Work to complete
Return every line of the records that includes the string "below".

Task material

────────────────────────────────────────

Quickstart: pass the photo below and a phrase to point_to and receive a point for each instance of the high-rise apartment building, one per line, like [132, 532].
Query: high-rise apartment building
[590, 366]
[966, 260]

────────────────────────────────────────

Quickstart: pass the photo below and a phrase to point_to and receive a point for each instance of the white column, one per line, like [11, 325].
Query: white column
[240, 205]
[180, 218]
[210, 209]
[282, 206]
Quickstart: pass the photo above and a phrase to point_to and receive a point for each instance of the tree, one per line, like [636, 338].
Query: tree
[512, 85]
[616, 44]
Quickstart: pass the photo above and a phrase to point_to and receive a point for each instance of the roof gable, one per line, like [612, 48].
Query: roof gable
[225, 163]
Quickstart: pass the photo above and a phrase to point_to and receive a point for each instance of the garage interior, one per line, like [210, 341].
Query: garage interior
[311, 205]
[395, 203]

────────────────────────────────────────

Finished task
Quickstart: pass the photo below and a phrase to point_to and receive a point for each instance of the high-rise apartment building, one per line, like [132, 532].
Quickstart: pass the photo below and a phrase to point_to and receive a point for each instance of the white column, one per line, like [11, 325].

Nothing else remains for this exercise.